For every record, give an exact copy that has no pictures in it.

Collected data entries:
%%

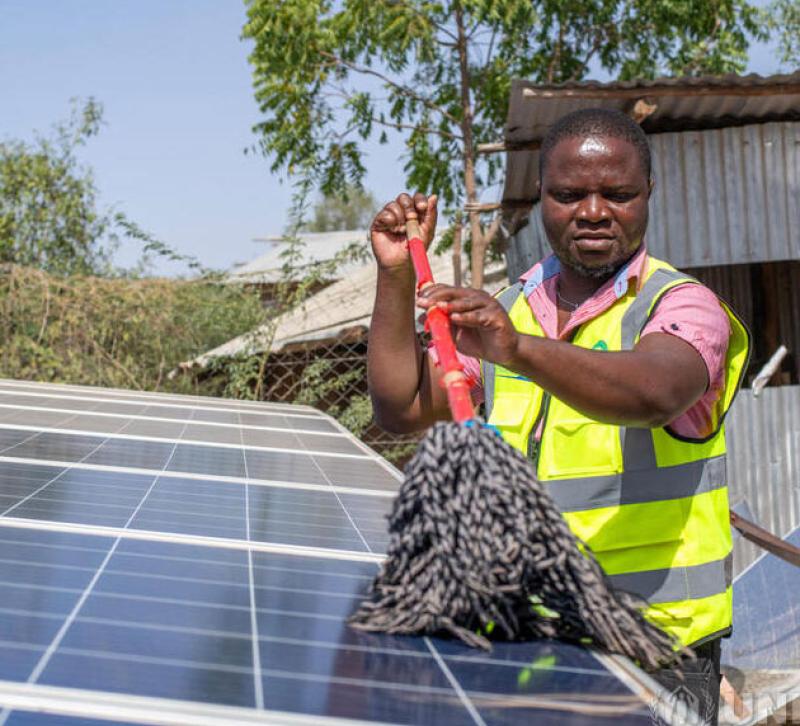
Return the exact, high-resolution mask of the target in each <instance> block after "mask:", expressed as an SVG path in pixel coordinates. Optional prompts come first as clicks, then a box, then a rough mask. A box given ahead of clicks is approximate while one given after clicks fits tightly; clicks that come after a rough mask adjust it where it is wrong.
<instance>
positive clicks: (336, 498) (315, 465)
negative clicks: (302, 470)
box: [297, 436, 372, 552]
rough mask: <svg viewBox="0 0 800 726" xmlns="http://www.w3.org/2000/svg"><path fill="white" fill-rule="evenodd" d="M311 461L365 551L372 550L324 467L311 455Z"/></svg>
mask: <svg viewBox="0 0 800 726" xmlns="http://www.w3.org/2000/svg"><path fill="white" fill-rule="evenodd" d="M297 440H298V442H299V443H300V446H301V447H302V448H305V444H304V443H303V441H302V440H301V439H300V437H299V436H298V437H297ZM311 461H313V462H314V466H316V467H317V471H319V473H320V474H322V477H323V478H324V479H325V481H326V482H328V486H329V487H330V491H332V492H333V495H334V496H335V497H336V501H337V502H339V506H340V507H341V508H342V511H344V513H345V515H346V516H347V519H348V520H349V522H350V524H351V525H352V527H353V529H354V530H355V531H356V533H357V534H358V536H359V539H360V540H361V543H362V544H363V545H364V547H366V548H367V552H372V548H371V547H370V546H369V543H368V542H367V540H366V539H365V538H364V535H363V534H362V533H361V530H360V529H359V528H358V527H357V526H356V523H355V522H354V521H353V518H352V517H351V516H350V512H349V511H347V507H345V506H344V503H343V502H342V499H341V497H340V496H339V493H338V492H337V491H336V490H335V489H334V488H333V482H332V481H331V480H330V478H329V477H328V475H327V474H326V473H325V471H324V469H323V468H322V467H321V466H320V465H319V464H318V463H317V460H316V459H315V458H314V457H313V456H312V457H311Z"/></svg>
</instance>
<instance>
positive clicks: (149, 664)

%%

--- Result below ---
Return the exact, high-resolution mask of the target in each <instance> block after "mask:", expressed as an SVG path in pixel coordinates. Optional prompts come first as clicks, then a box, then a rough mask. A box given ahead of clicks is approximate while one given after clicks fits tightly; clicks that come after a rough mask adjust it where it is wrong.
<instance>
positive clicks: (336, 498) (315, 465)
negative clicks: (302, 470)
box: [297, 436, 372, 552]
rough mask: <svg viewBox="0 0 800 726" xmlns="http://www.w3.org/2000/svg"><path fill="white" fill-rule="evenodd" d="M311 461L365 551L372 550L324 467L311 455Z"/></svg>
mask: <svg viewBox="0 0 800 726" xmlns="http://www.w3.org/2000/svg"><path fill="white" fill-rule="evenodd" d="M297 440H298V442H299V443H300V446H301V447H302V448H305V444H304V443H303V441H302V440H301V439H300V437H299V436H298V437H297ZM311 461H313V462H314V466H316V467H317V471H319V473H320V474H322V477H323V478H324V479H325V481H326V482H328V486H329V487H330V491H332V492H333V495H334V496H335V497H336V501H337V502H339V506H340V507H341V508H342V511H344V513H345V515H346V516H347V519H348V520H349V522H350V524H351V525H352V527H353V529H354V530H355V531H356V533H357V534H358V536H359V539H360V540H361V543H362V544H363V545H364V547H366V548H367V552H372V548H371V547H370V546H369V543H368V542H367V540H366V539H365V538H364V535H363V534H362V533H361V530H360V529H359V528H358V527H357V526H356V523H355V522H354V521H353V518H352V517H351V516H350V512H349V511H347V507H345V506H344V503H343V502H342V499H341V497H340V496H339V493H338V492H337V491H336V490H335V489H334V488H333V482H332V481H331V480H330V478H329V477H328V475H327V474H326V473H325V471H324V469H323V468H322V467H321V466H320V465H319V464H318V463H317V460H316V459H315V458H314V457H313V456H312V457H311Z"/></svg>
</instance>
<instance>
positive clicks: (149, 664)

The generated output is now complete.